- PAGE TEXT

___

This analysis is all done with an unspoken (until now) assumption that Beta is the holy grail of risk analysis and volatility relative to the market. For the time being, I believe this to be the case however that notion could very easily be disrupted. Additional factors that we will invariably have to consider is how to determine the risk of an NFT asset versus an asset of another class. An analysis of this type will help to determine a baseline collateralization discount factor to apply to NFTs of almost any type. Perhaps NFTs as a whole are so vulnerable to volatility that we apply an additional 10% discount to their value when compared to something like a car. We also must keep in mind the duration of the loan being provided when making this decision. 


In [None]:
std_beta_corr = np.corrcoef(std_lst, beta_lst)
std_beta_corr

In [None]:
# Here we see the decay of Beta correlation as we abstract to higher fundamental observations
# Percent change of the average price of the collection correlates 86% to the Beta value
pct_chg_beta_corr = np.corrcoef(pct_chg_lst, beta_lst)
pct_chg_beta_corr

In [None]:
avg_prices_df = find_avg_price(top_collection_df, top_collections_return)
max_prices_df = find_max_price(top_collection_df, top_collections_return)
min_prices_df = find_min_price(top_collection_df, top_collections_return)
volume_df = find_volume(top_collection_df, top_collections_return)

In [None]:
avg_prices = avg_prices_df.iloc[0]
avg_prices_lst = list(avg_prices[0:8].values)

In [None]:
max_prices = max_prices_df.iloc[0]
max_prices_lst = list(max_prices[0:8].values)

In [None]:
min_prices = min_prices_df.iloc[0]
min_prices_lst = list(min_prices[0:8].values)

In [None]:
vol_avg = volume_df.iloc[0]
volume_lst = list(vol_avg[0:8].values)

In [None]:
# Here, average prices weakly, negatively correlates to beta
avg_prices_beta_corr = np.corrcoef(avg_prices_lst, beta_lst)
avg_prices_beta_corr 

In [None]:
max_prices_beta_corr = np.corrcoef(max_prices_lst, beta_lst)
max_prices_beta_corr

In [None]:
min_prices_beta_corr = np.corrcoef(min_prices_lst, beta_lst)
min_prices_beta_corr

In [None]:
vol_beta_corr = np.corrcoef(volume_lst, beta_lst)
vol_beta_corr

### Results
The results of the average prices correlation to beta reveal that average price could be used to weakly indicate the stability of a collection but it certainly isn't a silver bullet method. This is promising because it opens the door for smaller collections to be using used as a stable enough asset for collateralization. Our initial hypothesis is generally true that we can have more faith in the top collections to perform well as collateral, but singularly viewing top collections as the only viable asset is an error. 

## Future Applications

* community size (twitter followers, etc.)
* time in the market
* unique buyers
* whale holders

___

- MATERIAL
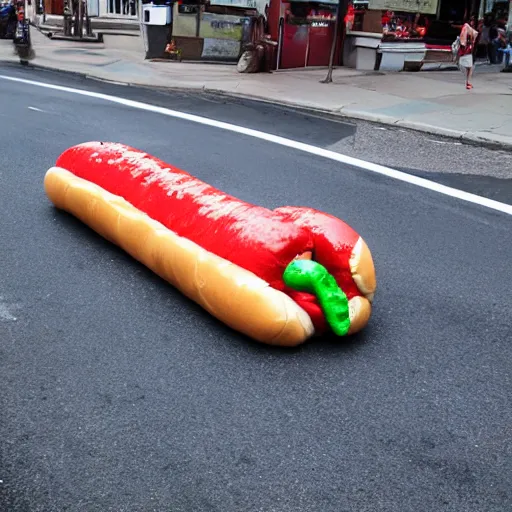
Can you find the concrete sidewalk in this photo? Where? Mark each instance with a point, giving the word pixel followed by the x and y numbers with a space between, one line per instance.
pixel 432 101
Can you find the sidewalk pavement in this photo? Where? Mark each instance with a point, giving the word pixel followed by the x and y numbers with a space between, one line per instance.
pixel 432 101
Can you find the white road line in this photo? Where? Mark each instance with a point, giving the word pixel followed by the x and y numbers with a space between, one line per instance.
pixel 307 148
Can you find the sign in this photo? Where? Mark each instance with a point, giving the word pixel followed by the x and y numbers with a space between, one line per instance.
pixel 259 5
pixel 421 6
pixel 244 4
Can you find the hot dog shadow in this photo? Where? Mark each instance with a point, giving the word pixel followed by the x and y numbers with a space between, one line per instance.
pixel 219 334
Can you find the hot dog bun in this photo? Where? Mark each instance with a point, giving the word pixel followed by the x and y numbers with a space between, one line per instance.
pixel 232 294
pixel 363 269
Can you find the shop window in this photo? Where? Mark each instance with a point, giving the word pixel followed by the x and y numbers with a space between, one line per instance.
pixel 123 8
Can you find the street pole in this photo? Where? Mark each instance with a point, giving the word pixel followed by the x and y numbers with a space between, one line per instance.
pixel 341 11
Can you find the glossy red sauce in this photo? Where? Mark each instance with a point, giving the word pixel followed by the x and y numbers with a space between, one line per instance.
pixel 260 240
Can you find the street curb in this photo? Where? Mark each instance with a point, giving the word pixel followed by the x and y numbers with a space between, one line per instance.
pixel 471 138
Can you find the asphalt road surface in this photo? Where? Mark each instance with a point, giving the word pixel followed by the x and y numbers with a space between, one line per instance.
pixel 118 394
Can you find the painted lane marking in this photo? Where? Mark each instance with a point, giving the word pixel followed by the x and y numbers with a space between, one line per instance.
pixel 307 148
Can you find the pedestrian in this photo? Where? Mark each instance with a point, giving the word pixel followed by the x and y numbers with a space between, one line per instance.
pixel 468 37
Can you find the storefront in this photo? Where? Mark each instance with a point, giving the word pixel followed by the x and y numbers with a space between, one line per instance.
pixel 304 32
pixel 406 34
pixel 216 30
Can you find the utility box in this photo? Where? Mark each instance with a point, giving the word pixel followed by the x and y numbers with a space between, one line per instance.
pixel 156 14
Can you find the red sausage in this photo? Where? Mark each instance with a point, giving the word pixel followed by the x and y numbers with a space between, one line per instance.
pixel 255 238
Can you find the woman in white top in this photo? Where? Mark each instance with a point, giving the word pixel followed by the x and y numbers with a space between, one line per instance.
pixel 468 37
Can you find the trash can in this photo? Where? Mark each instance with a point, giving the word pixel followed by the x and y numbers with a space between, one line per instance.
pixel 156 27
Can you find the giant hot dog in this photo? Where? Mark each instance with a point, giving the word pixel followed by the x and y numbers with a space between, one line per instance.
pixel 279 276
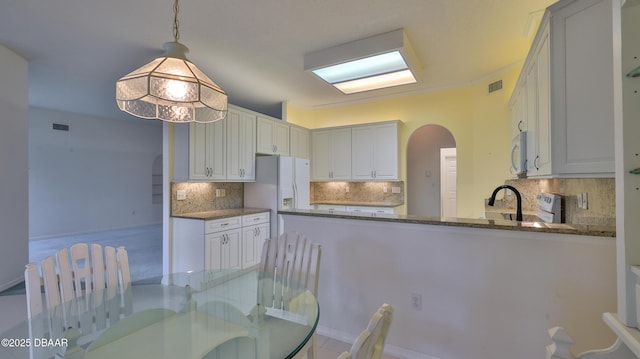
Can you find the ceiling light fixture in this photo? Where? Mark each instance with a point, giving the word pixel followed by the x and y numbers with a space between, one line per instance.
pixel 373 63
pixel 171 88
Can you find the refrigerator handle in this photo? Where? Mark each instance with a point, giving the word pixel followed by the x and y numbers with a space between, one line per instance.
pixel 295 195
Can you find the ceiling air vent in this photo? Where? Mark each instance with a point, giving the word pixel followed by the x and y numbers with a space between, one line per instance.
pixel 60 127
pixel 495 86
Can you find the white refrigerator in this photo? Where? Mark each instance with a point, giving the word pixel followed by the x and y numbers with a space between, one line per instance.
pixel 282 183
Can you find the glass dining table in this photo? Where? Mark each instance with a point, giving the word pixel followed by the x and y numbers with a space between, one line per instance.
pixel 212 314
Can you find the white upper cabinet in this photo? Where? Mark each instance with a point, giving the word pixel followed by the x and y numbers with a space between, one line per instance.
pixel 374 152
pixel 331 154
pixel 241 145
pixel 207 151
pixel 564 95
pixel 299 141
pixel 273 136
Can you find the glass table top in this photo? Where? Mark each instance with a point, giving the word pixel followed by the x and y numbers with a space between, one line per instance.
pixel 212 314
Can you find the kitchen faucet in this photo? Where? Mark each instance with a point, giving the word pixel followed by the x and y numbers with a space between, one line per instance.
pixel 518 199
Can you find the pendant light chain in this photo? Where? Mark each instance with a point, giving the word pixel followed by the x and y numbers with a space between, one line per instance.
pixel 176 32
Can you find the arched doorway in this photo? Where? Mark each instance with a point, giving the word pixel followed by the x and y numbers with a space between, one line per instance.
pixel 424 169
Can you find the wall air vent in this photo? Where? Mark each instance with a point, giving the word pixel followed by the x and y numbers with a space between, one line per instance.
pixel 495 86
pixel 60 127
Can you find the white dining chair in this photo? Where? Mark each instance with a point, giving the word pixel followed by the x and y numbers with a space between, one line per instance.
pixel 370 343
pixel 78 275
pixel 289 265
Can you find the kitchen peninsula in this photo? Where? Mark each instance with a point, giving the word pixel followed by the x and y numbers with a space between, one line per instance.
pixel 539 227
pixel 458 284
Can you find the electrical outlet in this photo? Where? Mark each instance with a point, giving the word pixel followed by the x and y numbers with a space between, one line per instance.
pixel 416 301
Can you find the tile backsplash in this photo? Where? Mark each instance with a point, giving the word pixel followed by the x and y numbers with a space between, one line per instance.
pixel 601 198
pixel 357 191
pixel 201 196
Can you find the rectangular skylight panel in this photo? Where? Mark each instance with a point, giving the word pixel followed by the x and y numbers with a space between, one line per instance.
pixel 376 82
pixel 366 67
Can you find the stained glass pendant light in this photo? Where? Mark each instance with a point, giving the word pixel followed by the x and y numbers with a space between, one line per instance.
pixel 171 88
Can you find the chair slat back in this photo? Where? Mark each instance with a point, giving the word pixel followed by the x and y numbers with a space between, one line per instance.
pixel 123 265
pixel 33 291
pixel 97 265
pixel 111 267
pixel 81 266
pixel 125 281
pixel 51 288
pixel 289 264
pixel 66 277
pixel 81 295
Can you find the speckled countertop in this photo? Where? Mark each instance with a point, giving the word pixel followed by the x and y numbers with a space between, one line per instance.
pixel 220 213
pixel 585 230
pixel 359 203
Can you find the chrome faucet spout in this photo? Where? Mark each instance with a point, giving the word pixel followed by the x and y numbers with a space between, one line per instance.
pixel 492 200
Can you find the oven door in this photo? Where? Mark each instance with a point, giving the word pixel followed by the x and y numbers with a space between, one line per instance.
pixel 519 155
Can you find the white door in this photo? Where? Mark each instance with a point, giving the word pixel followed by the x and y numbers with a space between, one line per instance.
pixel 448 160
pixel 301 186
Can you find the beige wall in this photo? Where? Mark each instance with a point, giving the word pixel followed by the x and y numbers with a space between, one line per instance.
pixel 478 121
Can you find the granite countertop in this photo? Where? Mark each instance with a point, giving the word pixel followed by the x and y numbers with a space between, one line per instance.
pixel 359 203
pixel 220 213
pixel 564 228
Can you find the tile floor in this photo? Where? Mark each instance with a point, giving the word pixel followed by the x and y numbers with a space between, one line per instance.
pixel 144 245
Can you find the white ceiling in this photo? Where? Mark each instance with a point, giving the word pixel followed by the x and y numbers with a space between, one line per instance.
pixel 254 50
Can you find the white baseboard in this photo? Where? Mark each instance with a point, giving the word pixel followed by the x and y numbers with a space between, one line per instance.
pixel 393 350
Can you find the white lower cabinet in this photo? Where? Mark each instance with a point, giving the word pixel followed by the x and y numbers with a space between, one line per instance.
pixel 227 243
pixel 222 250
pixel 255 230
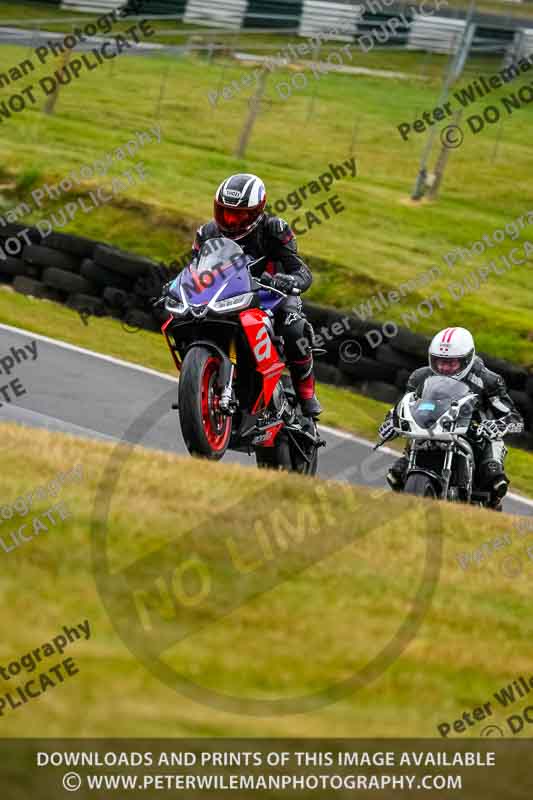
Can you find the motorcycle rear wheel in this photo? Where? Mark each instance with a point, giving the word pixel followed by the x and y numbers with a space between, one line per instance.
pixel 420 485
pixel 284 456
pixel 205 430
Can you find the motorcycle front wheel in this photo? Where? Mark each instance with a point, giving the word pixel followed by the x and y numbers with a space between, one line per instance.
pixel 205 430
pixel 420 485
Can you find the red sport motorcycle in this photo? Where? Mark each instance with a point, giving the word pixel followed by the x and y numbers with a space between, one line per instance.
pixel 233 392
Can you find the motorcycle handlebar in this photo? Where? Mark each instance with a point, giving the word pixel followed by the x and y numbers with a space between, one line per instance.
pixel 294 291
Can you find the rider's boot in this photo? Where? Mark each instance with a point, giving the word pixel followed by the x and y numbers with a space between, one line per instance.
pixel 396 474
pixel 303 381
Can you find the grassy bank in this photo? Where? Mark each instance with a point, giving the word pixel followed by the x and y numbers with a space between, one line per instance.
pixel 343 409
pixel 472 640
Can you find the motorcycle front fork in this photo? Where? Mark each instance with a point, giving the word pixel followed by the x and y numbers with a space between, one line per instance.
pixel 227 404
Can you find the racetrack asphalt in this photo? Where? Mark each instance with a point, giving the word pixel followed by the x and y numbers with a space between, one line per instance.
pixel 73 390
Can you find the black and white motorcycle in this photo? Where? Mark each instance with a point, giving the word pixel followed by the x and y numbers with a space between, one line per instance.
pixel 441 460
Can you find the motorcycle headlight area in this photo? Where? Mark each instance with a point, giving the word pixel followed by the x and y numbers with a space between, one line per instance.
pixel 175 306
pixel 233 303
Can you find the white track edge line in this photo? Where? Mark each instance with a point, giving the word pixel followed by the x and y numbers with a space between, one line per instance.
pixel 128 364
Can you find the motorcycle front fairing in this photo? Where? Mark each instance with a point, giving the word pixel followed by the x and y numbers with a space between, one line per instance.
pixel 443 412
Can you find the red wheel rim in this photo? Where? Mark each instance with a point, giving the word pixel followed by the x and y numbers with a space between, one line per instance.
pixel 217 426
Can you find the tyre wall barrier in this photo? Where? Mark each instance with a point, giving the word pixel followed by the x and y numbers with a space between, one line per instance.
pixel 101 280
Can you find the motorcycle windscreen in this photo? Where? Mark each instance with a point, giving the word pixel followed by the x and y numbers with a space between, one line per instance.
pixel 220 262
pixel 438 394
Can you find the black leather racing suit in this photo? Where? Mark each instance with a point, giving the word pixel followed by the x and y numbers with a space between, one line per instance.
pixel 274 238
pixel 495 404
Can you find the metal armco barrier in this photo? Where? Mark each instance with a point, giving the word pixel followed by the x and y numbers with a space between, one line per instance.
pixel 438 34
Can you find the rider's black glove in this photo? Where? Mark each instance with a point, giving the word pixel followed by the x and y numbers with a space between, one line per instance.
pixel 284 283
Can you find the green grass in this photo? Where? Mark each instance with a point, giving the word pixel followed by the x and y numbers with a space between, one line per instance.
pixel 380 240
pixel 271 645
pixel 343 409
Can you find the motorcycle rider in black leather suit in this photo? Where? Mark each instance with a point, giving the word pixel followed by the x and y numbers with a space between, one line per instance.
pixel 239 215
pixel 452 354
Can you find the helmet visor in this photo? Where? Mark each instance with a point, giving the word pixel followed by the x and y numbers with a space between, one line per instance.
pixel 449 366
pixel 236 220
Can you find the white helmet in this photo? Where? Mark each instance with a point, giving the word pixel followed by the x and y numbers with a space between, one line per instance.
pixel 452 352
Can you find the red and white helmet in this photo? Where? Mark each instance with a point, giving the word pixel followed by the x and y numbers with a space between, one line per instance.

___

- TASK DESCRIPTION
Write out the passage from the NFT risk analysis text above, beginning at the words "### Results" and stopping after "is an error.".

- TASK SOLUTION
### Results
The results of the average prices correlation to beta reveal that average price could be used to weakly indicate the stability of a collection but it certainly isn't a silver bullet method. This is promising because it opens the door for smaller collections to be using used as a stable enough asset for collateralization. Our initial hypothesis is generally true that we can have more faith in the top collections to perform well as collateral, but singularly viewing top collections as the only viable asset is an error.